» **Tasks to carry out**
**A)** Decide whether each statement below agrees with the article on Nizar Banat's death. Answer yes or no for each, quoting the deciding words of the article.
(i) Banat had urged Western nations to cut off aid to the Palestinian Authority.
(ii) The Hebron governorate stated that Banat was pronounced dead at the home where he was arrested.
(iii) His wife and children were inside the home near Hebron when gunmen fired on it in early May.
**B)** In the article on Nizar Banat's death, how many Palestinian security forces did his cousin Ammar Banat say stormed the home where Nizar was staying?
**C)** Pick up the article on Nizar Banat's death after its final sentence and continue it.

*** Provided passage Section Begins ***

An outspoken critic of the Palestinian government who had intended to run in parliamentary elections before they were cancelled earlier this year died while being arrested by Palestinian forces, officials have said.

Nizar Banat was a harsh critic of the Palestinian Authority, which governs parts of the Israeli-occupied West Bank, and had called on Western nations to cut off aid to it because of its growing authoritarianism and human rights violations.

In a brief statement, the Hebron governorate said his “health deteriorated” when Palestinian forces went to arrest him early on Thursday. It said he was taken to a hospital where he was later pronounced dead.

His cousin, Ammar Banat, said about 25 Palestinian security forces stormed the home where Nizar was staying, blowing out doors and windows. They beat Nizar Banat with an iron bar and sprayed pepper spray in his eyes before undressing him and dragging him away to a vehicle, Ammar told a local radio station, citing two other cousins who were present during the arrest.

In early May, gunmen fired bullets, stun grenades and tear gas at his home near the West Bank city of Hebron, where his wife was inside with their children. He blamed the attack on President Mahmoud Abbas’ Fatah party, which dominates the security forces, saying only they would have access to tear gas and stun grenades.

“The Europeans need to know that they are indirectly funding this organisation,” he told the Associated Press in May in an interview at a home where he was hiding out. “They fire their guns into the air at Fatah celebrations, they fire their guns in the air when Fatah leaders fight each other and they fire their guns at people who oppose Fatah.”

He also accused prominent Fatah supporters of waging an incitement campaign against him on social media in which they accused him of collaborating with Israel, a serious allegation that in the Palestinian territories amounts to treason. He denied the accusation.

More recently, he had criticised the Palestinian leadership over an agreement in which Israel sent the Palestian government a shipment of coronavirus vaccines that were soon to expire in exchange for fresh doses the Palestinians expect to receive later this year.

The Palestinians called off the agreement after it faced a wave of criticism on social media. Israel said the doses it sent were safe and effective.

*** Provided passage Section Ends ***
*** Data excerpts Section Begins ***

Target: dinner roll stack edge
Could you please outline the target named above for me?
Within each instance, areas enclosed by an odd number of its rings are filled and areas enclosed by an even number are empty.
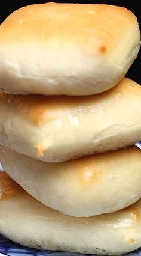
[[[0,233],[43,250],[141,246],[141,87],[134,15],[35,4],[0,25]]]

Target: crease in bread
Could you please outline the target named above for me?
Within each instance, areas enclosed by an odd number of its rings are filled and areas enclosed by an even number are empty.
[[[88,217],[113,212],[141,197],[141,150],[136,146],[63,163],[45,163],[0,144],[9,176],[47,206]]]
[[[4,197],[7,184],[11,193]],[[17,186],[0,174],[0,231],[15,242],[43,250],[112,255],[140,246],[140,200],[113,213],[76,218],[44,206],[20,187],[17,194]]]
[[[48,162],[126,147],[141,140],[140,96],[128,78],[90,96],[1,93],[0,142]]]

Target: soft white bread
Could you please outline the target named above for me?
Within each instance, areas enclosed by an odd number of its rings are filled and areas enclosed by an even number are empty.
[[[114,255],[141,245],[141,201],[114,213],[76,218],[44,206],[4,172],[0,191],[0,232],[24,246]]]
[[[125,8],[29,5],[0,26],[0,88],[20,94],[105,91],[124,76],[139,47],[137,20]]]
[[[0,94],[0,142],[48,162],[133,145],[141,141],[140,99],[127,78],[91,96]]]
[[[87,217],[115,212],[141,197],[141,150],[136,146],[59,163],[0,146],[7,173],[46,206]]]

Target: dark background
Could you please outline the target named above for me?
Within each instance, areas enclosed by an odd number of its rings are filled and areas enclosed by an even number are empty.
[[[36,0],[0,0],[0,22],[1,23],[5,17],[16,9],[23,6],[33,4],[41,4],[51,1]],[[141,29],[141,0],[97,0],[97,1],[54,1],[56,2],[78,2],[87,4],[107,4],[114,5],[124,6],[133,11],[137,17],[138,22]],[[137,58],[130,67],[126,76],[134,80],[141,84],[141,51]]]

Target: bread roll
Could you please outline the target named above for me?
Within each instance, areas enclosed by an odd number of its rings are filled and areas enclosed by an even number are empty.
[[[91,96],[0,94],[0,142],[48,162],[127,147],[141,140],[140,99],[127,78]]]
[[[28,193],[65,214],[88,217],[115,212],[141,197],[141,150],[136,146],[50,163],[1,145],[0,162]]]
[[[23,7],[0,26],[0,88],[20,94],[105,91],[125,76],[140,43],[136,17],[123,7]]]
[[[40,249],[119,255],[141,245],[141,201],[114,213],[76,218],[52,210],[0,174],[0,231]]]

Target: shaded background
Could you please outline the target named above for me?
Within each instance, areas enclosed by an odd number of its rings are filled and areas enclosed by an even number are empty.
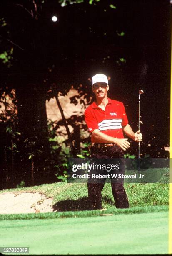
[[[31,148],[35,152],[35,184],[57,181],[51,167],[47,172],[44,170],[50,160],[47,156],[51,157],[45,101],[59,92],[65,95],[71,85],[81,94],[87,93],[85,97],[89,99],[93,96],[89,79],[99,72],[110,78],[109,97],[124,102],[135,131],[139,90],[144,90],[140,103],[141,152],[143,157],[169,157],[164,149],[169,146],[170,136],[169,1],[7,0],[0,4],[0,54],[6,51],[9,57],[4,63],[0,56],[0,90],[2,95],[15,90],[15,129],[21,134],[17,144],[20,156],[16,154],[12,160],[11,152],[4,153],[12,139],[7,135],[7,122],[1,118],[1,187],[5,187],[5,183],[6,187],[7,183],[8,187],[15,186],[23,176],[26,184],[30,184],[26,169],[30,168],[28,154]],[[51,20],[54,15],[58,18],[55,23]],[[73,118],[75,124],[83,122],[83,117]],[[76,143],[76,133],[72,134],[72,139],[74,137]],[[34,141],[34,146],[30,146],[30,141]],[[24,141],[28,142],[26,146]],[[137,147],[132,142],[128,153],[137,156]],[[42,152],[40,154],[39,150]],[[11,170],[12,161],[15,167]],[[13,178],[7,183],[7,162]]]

*** Data excerpts Section Ends ***
*** Data excerpts Section Begins ***

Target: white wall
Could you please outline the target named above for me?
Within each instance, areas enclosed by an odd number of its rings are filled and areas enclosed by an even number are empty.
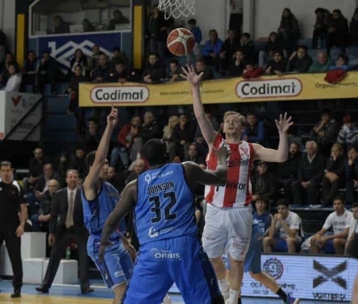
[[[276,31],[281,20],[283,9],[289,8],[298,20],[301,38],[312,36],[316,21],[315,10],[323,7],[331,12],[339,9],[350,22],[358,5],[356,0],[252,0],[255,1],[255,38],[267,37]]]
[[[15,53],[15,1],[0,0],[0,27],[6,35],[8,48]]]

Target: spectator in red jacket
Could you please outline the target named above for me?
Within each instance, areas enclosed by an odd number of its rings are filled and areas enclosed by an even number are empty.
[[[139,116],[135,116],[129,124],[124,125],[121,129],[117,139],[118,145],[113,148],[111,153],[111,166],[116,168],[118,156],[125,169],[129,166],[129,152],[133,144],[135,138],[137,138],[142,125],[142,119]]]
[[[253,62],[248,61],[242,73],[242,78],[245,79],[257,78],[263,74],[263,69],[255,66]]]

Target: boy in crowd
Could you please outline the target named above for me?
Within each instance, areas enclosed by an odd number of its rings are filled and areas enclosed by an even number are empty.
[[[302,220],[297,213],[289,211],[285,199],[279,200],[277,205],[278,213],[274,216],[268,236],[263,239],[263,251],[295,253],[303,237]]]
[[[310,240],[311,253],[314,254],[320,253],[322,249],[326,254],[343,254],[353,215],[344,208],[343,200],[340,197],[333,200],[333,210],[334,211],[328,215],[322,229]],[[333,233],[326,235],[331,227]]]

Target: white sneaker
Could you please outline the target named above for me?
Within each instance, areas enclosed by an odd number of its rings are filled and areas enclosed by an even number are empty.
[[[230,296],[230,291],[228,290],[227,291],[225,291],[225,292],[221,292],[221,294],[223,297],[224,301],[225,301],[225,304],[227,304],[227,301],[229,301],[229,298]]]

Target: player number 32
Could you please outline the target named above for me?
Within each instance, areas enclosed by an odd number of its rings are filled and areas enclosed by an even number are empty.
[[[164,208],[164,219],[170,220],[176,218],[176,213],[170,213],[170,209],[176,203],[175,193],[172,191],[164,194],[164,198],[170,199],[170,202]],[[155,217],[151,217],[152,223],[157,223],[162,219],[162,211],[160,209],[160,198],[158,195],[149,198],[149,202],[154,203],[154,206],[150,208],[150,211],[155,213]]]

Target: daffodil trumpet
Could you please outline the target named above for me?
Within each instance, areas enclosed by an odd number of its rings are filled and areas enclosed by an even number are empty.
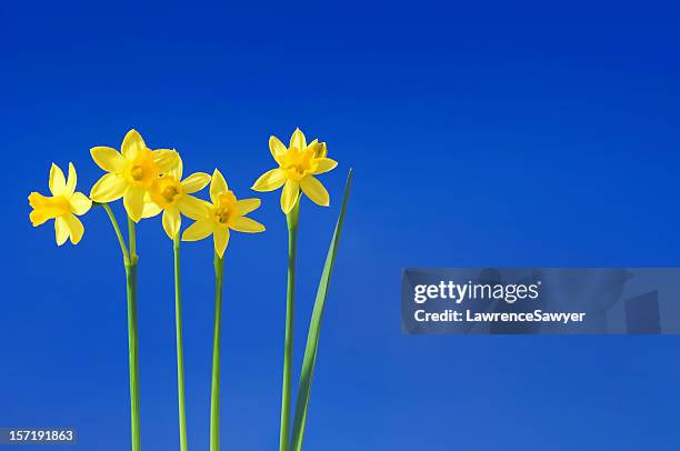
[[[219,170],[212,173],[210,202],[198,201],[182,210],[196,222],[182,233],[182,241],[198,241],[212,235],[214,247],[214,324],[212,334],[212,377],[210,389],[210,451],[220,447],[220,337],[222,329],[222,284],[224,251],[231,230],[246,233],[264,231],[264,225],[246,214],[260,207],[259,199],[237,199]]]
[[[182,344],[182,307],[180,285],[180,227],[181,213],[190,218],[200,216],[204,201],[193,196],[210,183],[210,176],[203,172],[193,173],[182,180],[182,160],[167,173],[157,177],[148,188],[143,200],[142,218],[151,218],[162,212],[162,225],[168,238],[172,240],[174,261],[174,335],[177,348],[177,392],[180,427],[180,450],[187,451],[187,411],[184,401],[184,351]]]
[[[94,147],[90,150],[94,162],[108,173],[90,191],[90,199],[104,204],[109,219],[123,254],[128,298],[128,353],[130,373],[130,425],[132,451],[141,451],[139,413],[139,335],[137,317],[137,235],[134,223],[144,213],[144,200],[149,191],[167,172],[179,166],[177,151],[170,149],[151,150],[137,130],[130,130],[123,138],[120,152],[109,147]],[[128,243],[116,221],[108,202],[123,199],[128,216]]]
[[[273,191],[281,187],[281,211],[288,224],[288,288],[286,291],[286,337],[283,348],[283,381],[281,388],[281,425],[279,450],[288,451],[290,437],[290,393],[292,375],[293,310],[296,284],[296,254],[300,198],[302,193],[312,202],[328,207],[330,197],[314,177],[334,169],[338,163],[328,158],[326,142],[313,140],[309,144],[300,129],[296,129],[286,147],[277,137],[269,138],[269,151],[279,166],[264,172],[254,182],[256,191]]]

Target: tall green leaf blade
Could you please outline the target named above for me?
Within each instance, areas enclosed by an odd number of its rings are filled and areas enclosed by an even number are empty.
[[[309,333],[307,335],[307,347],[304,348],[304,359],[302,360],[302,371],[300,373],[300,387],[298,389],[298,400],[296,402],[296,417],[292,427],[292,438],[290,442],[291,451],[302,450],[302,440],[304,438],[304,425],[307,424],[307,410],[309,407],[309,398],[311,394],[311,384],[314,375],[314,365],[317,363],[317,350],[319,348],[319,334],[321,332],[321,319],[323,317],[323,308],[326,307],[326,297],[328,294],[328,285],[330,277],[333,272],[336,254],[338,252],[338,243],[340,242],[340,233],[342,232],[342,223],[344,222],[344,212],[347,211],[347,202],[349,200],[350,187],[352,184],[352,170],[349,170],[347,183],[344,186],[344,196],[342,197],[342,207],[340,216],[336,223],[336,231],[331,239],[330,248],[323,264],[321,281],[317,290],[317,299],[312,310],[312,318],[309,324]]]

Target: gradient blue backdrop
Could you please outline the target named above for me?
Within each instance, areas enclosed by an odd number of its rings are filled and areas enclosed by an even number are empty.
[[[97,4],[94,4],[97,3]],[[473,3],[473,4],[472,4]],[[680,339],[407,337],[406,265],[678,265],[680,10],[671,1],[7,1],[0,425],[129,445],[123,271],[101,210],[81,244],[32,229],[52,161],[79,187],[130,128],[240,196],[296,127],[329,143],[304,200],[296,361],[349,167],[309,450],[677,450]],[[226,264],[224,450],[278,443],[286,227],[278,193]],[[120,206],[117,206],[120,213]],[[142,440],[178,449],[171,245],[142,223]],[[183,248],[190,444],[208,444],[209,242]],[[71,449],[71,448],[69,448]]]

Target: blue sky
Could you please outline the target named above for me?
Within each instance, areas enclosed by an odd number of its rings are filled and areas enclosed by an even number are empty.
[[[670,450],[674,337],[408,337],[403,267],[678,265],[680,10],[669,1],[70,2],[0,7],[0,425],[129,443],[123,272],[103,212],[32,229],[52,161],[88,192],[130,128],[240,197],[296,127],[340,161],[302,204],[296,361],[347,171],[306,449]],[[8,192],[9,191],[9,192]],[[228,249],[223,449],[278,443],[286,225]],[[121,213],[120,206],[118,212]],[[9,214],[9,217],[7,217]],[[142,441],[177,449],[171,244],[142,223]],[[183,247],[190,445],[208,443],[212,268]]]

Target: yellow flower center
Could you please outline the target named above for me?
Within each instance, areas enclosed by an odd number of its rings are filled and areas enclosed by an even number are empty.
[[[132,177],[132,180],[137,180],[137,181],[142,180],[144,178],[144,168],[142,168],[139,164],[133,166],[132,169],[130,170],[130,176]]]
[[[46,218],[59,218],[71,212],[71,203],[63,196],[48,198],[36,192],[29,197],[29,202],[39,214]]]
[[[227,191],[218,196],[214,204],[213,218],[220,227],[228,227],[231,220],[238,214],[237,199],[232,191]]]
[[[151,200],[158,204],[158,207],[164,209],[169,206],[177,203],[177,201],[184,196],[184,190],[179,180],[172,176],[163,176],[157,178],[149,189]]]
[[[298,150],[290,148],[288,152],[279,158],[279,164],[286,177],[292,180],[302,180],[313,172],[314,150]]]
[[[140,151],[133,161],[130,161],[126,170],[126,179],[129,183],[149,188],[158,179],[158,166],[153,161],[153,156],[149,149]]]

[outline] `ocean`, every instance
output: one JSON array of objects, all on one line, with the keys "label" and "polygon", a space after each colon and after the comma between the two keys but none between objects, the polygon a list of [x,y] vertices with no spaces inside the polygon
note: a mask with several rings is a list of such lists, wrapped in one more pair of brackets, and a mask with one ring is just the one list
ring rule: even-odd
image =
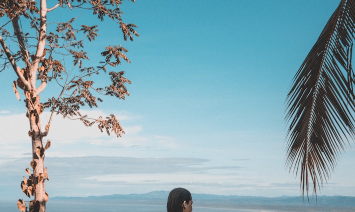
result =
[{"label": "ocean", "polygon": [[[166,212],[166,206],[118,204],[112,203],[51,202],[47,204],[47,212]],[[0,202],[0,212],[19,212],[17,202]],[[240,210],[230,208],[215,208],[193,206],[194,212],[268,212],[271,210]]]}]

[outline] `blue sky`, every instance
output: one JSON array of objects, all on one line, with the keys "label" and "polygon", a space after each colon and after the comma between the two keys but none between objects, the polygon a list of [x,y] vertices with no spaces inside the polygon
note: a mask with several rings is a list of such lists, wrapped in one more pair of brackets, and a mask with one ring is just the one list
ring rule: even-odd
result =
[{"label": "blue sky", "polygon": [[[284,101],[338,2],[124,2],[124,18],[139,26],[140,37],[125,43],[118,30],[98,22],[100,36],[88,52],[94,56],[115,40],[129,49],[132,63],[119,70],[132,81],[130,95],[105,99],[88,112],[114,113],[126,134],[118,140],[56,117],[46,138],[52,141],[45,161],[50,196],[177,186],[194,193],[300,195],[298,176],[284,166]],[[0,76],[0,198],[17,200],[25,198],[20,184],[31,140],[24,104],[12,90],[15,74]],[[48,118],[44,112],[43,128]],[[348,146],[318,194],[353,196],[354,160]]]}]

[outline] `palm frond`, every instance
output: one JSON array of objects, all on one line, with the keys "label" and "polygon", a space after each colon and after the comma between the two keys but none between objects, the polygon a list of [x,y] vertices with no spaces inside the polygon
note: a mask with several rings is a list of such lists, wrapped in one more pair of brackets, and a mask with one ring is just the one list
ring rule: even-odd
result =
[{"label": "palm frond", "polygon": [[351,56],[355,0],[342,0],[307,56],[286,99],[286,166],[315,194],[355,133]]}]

*** Data excerpts Section Ends ***

» **Results of the exercise**
**A)**
(i) Yes: "had called on Western nations to cut off aid to it because of its growing authoritarianism and human rights violations."
(ii) No: "It said he was taken to a hospital where he was later pronounced dead."
(iii) Yes: "where his wife was inside with their children."

**B)** About 25.

**C)**
The European Union’s delegation to the Palestinians wrote on Twitter that it was “shocked and saddened” by Banat’s death and called for a “full, independent, and transparent investigation.”

The United Nations’ Middle East envoy, Tor Wennesland, also called for an investigation into the incident, saying that the “perpetrators must be brought to justice.”

Earlier this week, Palestinian security forces detained a prominent activist and held him overnight after he unleashed a wave of criticism at the Palestinian Authority on Facebook. Issa Amro is an outspoken critic of both Israel and the PA, and has been detained by both in the past.

A recent poll showed plummeting support for Abbas, who cancelled the first elections in 15 years in April when it looked like his fractured Fatah party would suffer another humiliating defeat to Hamas, the Islamic militant group ruling Gaza.

Hamas drove out forces loyal to Abbas when it seized power in Gaza in 2007, and he was mostly sidelined during last month’s 11-day Gaza war.

Western nations continue to view Abbas as a key partner in the long-moribund peace process, and the European Union has provided hundreds of millions of dollars in direct aid to the Palestinian Authority over the years.

Earlier this week, the EU signed an agreement to provide 425 million US dollars (£304 million) in loans to the Palestinian government and Palestinian banks to help them cope with an economic crisis exacerbated by the coronavirus pandemic.